▶ _INSTRUCTION_
In the listing below, locate the line containing "Task: mark each instance of the eyeglasses"; reproduce that line and all lines that follow it, unchanged.

▶ _DATA IN THIS EXERCISE_

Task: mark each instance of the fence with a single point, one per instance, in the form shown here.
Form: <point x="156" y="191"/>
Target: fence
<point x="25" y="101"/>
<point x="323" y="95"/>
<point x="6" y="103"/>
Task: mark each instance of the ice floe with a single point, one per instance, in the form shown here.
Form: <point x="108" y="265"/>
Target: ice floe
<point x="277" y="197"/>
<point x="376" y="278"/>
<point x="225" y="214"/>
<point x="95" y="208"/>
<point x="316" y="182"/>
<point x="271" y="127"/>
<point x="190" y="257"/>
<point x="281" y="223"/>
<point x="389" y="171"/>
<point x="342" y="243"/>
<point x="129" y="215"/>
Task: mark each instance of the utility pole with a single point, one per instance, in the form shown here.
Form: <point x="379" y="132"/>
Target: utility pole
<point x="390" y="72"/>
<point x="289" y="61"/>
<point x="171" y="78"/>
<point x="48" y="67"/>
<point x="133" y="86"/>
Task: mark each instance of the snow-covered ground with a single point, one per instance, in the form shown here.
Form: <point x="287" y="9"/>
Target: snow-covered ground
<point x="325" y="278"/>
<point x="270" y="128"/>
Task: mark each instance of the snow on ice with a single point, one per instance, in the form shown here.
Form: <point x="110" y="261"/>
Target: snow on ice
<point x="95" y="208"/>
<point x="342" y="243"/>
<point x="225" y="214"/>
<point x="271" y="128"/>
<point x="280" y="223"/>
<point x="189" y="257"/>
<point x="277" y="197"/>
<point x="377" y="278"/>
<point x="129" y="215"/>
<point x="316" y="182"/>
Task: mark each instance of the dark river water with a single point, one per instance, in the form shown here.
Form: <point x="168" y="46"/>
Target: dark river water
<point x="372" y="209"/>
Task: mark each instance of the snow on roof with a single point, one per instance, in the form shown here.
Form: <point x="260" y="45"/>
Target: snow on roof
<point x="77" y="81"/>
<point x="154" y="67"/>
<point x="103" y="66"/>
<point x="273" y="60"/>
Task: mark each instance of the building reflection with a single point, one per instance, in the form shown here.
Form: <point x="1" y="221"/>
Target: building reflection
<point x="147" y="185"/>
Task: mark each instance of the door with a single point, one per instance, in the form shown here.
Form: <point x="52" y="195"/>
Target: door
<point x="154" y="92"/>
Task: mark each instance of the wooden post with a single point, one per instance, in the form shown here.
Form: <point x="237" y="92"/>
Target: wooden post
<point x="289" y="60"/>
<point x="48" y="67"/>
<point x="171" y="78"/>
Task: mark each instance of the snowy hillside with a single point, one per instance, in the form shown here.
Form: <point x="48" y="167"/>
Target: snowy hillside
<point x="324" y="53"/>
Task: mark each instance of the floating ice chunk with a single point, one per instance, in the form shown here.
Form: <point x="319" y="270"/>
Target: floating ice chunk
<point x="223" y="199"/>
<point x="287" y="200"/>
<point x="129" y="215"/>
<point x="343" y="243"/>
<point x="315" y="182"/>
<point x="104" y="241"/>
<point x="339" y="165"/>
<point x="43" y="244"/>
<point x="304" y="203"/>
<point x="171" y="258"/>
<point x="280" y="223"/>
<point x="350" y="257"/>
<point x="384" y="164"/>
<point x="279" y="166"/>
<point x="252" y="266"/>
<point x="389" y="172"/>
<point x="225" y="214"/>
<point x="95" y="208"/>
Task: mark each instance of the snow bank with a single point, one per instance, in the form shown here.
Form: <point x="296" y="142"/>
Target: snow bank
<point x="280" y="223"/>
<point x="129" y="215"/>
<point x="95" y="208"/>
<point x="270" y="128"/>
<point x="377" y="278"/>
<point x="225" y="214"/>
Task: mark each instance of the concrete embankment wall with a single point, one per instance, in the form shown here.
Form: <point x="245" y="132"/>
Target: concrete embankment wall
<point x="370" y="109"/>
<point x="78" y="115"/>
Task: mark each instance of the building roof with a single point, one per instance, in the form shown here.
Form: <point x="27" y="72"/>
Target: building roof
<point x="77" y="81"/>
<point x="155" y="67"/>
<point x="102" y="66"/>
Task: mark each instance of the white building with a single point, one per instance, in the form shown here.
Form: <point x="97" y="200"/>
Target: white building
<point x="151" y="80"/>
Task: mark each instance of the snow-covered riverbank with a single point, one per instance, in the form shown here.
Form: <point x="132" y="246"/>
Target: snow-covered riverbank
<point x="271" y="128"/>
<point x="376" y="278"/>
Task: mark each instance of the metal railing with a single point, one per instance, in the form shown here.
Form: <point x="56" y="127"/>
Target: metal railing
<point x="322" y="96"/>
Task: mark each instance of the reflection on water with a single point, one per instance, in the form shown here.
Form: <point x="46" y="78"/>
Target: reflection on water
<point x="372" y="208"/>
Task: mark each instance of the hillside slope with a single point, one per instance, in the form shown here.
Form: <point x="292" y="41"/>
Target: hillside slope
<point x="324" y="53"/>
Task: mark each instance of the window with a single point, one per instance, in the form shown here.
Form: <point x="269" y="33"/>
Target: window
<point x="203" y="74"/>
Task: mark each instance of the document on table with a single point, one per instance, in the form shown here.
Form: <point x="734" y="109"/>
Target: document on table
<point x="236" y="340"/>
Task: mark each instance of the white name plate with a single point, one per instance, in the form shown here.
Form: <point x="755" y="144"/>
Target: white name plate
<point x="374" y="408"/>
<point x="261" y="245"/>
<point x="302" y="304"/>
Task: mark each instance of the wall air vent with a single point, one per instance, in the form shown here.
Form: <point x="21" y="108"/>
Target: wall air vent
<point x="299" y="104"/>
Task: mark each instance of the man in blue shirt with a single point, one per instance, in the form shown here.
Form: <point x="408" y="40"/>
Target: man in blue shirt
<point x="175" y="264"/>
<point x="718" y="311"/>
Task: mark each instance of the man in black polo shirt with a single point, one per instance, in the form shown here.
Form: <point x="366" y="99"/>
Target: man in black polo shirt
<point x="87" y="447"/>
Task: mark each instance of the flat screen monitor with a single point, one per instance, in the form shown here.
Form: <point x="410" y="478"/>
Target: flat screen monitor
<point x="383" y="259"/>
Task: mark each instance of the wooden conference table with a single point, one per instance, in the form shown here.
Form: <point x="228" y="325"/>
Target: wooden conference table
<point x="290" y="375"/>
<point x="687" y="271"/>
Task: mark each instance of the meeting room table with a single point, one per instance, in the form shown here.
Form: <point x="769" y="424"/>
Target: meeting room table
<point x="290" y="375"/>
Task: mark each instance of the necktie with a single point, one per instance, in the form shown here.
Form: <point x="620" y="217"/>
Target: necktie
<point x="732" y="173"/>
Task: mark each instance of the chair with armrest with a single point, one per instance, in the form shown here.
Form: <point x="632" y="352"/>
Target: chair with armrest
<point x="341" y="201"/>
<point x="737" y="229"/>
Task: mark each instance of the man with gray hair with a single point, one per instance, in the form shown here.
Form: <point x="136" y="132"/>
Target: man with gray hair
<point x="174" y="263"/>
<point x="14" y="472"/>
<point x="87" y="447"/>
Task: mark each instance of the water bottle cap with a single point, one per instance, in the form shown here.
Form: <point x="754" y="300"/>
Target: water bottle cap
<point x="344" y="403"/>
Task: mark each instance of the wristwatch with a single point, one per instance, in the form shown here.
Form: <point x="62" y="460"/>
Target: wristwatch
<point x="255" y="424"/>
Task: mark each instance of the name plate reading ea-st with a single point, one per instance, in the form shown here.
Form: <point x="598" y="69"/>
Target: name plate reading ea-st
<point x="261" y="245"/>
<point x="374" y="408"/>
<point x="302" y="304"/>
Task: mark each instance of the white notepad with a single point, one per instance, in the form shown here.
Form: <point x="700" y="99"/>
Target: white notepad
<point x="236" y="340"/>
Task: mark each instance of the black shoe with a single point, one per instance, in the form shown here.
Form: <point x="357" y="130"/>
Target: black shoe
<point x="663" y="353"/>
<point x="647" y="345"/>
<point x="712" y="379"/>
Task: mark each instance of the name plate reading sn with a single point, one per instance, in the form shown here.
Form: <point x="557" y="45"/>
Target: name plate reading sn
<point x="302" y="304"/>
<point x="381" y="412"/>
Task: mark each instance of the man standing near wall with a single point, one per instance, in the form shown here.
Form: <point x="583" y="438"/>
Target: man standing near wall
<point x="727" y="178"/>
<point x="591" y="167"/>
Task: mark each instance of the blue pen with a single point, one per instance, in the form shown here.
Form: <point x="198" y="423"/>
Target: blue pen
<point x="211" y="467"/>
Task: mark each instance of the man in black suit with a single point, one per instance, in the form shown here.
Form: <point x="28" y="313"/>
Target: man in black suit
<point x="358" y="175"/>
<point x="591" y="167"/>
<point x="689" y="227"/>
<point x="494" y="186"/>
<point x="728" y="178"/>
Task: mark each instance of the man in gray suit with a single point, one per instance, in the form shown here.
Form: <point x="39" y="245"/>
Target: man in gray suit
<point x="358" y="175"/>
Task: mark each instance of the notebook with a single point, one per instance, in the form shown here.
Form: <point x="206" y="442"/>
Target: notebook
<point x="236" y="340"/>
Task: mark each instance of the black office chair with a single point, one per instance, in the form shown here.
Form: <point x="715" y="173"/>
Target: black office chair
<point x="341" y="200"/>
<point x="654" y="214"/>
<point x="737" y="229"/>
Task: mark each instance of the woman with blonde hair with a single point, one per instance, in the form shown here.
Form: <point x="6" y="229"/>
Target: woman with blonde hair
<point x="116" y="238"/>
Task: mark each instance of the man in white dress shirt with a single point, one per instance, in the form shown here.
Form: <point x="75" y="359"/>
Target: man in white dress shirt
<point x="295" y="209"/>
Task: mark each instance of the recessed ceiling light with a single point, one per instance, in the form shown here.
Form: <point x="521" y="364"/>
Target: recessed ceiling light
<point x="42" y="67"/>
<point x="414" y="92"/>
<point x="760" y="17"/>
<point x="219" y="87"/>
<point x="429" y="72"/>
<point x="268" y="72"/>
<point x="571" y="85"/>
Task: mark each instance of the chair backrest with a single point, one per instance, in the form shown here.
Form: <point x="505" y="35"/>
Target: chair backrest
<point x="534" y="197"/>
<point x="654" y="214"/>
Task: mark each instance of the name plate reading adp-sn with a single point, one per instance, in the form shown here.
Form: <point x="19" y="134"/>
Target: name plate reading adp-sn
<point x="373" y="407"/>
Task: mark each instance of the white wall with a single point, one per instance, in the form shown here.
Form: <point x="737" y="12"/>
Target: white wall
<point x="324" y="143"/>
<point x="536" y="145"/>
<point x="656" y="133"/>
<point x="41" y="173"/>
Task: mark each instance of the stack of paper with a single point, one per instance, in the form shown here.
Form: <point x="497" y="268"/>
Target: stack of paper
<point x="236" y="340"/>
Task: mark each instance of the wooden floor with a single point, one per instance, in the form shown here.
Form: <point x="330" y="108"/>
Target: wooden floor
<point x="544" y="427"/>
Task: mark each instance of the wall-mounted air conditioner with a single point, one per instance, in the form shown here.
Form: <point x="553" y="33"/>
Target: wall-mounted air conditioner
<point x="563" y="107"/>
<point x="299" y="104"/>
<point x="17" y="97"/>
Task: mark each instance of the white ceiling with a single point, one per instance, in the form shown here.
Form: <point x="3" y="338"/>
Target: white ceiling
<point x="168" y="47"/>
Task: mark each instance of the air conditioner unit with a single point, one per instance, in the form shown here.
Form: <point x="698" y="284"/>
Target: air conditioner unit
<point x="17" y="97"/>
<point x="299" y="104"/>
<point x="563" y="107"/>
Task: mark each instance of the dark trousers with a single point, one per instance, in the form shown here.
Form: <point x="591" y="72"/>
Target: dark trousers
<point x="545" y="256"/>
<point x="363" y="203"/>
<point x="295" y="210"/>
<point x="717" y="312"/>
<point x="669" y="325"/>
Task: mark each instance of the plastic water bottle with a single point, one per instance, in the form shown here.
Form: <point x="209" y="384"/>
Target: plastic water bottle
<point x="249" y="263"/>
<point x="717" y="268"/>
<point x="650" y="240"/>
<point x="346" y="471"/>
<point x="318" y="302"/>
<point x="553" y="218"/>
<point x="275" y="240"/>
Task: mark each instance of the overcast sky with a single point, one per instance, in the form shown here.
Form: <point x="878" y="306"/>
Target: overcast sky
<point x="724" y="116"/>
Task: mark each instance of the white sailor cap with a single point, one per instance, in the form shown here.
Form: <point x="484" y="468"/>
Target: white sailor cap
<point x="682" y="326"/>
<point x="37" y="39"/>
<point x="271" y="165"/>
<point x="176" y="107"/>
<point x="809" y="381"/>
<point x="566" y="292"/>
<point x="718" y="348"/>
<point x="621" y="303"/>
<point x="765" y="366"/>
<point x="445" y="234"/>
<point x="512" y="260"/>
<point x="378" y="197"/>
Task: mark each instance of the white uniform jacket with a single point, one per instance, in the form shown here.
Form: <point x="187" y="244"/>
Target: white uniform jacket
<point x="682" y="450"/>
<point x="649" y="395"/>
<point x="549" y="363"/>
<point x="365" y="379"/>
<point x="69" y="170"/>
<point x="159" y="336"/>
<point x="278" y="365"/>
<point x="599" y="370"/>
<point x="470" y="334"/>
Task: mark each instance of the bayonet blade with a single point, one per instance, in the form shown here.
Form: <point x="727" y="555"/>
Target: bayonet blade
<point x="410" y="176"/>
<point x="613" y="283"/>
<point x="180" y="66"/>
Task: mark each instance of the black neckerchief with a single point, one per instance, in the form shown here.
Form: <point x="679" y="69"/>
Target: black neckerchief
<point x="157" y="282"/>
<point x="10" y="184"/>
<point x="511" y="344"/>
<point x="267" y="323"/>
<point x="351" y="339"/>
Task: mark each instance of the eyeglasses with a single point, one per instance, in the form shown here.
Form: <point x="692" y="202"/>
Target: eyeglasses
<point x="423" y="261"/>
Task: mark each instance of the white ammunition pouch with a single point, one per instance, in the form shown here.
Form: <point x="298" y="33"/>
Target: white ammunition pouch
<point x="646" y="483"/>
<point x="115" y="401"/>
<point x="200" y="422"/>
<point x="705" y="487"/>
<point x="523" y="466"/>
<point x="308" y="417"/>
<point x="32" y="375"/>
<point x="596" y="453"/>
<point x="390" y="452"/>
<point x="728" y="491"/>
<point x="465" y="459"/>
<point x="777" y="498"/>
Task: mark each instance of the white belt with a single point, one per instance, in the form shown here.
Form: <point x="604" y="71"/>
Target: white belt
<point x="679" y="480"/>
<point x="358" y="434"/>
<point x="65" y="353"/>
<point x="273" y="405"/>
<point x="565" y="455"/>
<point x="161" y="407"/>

▶ _RESULT FOR THIS TASK_
Task: mark each instance of the eyeglasses with a single point, one per instance, in the form shown here.
Form: <point x="692" y="202"/>
Target: eyeglasses
<point x="423" y="261"/>
Task: mark each instance of the white ammunition pouch with a single point, one per instance, in the form shown here.
Form: <point x="298" y="33"/>
Target: white ammunition pouch
<point x="646" y="483"/>
<point x="115" y="401"/>
<point x="200" y="422"/>
<point x="705" y="487"/>
<point x="523" y="466"/>
<point x="308" y="417"/>
<point x="32" y="375"/>
<point x="596" y="453"/>
<point x="390" y="452"/>
<point x="728" y="491"/>
<point x="465" y="459"/>
<point x="777" y="498"/>
Task: mark each instance of the white belt with a single point, one per instance, in the form shown here.
Form: <point x="604" y="71"/>
Target: white belt
<point x="679" y="480"/>
<point x="358" y="434"/>
<point x="65" y="353"/>
<point x="273" y="405"/>
<point x="565" y="455"/>
<point x="161" y="407"/>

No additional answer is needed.